[EXCERPT — start]

⟐ Dev Tools/2026-06-13Advanced

Getting Ready for Gemini in Chrome's Auto Browse — Structuring a Web App Agents Can Actually Operate

Before Gemini's auto browse reaches Android Chrome, here is how I reshaped my own web app so an agent can reliably operate it — pinning down action targets, the accessibility tree, JSON-LD, and guarding destructive actions, all with implementation code.

Gemini⁶⁶ Chrome² auto browse² accessibility² structured data² AI agents³

✦ Premium Article

Last month I asked a hands-on AI browser agent to operate the store flow on a small app-showcase site I run as an indie developer. The instruction was simple — "sort the popular wallpapers cheapest first, then add the top one to the cart" — something a human finishes in seconds. The agent couldn't open the sort dropdown, and stalled there two times out of three. The cause wasn't the model's intelligence. It was that the UI I had built myself offered no reliable "target" to click.

[EXCERPT — finish]
[PROVIDED MATERIAL — start]

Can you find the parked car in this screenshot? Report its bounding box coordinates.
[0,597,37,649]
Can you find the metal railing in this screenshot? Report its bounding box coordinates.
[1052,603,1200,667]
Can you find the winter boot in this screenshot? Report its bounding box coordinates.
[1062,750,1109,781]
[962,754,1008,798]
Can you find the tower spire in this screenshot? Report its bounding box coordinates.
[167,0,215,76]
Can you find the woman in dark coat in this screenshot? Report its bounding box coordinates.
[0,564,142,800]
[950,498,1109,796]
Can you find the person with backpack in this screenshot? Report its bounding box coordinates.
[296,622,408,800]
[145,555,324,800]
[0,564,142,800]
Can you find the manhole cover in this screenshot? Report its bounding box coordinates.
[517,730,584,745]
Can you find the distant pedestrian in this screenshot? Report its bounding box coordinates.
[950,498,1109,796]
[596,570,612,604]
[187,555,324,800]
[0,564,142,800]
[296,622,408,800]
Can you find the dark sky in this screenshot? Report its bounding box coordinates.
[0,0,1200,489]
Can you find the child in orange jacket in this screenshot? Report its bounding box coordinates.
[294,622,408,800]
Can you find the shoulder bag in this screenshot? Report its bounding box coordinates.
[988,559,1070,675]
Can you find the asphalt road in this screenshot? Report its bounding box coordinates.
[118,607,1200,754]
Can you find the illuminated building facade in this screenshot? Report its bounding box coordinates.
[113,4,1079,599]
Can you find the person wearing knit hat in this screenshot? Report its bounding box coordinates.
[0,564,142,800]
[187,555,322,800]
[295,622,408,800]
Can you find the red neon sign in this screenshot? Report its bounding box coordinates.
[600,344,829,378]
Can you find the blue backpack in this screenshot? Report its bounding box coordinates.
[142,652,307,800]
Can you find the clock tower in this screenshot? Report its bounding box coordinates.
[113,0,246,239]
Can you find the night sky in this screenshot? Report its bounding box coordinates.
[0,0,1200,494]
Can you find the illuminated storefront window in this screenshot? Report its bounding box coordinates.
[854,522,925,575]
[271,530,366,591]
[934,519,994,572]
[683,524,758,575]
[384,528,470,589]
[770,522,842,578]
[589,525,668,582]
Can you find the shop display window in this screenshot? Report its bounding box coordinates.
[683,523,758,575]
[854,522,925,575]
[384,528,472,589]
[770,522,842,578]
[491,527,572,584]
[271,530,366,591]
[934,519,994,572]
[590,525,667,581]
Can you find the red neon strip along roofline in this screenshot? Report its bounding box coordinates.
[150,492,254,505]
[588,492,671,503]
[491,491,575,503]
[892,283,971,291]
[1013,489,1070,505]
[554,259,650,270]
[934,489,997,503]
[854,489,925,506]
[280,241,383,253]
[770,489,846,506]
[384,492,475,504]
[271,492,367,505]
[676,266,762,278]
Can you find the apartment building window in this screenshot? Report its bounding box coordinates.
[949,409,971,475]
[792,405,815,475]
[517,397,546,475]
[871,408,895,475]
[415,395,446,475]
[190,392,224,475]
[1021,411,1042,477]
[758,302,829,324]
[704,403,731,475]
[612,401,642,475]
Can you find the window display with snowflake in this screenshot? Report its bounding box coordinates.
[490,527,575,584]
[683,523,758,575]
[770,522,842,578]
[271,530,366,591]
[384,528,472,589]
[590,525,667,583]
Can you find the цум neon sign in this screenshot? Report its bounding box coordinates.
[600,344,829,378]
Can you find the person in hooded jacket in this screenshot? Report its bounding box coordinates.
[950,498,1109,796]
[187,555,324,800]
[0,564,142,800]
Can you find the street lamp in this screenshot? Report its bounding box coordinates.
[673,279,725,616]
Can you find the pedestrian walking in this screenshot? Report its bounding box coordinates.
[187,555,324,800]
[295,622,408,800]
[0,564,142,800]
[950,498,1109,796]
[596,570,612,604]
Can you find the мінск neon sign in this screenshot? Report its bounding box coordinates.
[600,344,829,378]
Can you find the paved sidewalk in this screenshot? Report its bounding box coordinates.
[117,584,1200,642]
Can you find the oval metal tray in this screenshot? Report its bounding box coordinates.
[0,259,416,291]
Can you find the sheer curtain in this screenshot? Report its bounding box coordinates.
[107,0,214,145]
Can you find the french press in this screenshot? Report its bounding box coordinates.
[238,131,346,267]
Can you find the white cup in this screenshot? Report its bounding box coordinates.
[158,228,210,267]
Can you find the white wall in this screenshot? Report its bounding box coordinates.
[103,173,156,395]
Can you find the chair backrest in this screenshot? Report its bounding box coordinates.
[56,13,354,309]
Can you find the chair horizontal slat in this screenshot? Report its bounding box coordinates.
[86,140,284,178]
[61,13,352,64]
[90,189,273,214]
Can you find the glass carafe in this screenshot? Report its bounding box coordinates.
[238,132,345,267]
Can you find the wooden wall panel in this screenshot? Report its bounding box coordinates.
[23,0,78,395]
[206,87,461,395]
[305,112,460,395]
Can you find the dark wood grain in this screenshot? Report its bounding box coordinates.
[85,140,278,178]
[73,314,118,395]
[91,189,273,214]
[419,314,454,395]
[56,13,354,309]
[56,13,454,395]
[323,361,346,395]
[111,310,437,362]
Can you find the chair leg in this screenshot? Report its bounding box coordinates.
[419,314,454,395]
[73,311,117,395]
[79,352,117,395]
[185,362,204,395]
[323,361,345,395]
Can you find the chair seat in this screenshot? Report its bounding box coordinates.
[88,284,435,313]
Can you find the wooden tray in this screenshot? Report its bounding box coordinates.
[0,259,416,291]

[PROVIDED MATERIAL — finish]

# YOUR TASKS
1: Using the article on preparing a web app for Gemini's auto browse, decide whether each statement agrees with it: (a) the agent stalled at the sort dropdown two times out of three; (b) the author traced the failure to the model's intelligence; (c) the instruction asked the agent to sort popular wallpapers cheapest first and add the top one to the cart. Answer yes or no for each and quote the deciding words.
2: Carry on the article on preparing a web app for Gemini's auto browse, picking up after its final sentence.
This work makes no use of the material.

# ANSWERS TO THE EXERCISE
1:
(a) Yes: "The agent couldn't open the sort dropdown, and stalled there two times out of three."
(b) No: "The cause wasn't the model's intelligence."
(c) Yes: "sort the popular wallpapers cheapest first, then add the top one to the cart"

2:
Gemini in Chrome's Android rollout announced at I/O 26 (late June, devices with 4GB+ RAM, starting from en-US) and its auto browse feature feel like the doorway to an era where this kind of automated operation runs routinely in ordinary users' hands. Here I want to record the specific places I changed to move my web app toward a structure that an agent can operate reliably, with before-and-after code.

Auto Browse Stalls on UIs Built for Eyes Only

A browser agent like auto browse ultimately sees the same screen a human does, but when it decides what to operate, it reads the accessibility tree first — the semantically annotated element tree the browser maintains internally. If that tree lacks the information "this is the sort control" or "this is the add-to-cart button," the agent is left guessing from coordinates and text alone, and a wrong guess means a missed action.

The sort dropdown I stalled on was a cluster of styled div elements. Visually it looked like a select box; in the accessibility tree it was a "meaningless box." Humans can parse it by sight, but the agent gets no handle. I've come to see this as the first place worth fixing for the auto browse era.

Pin the Action Targets — Accessible Names and Stable Hooks

The first thing I fixed was making sure operable targets can always be found by the same name and attributes. Before the refactor, decoration came first: buttons were icon-only and labels relied on tooltips.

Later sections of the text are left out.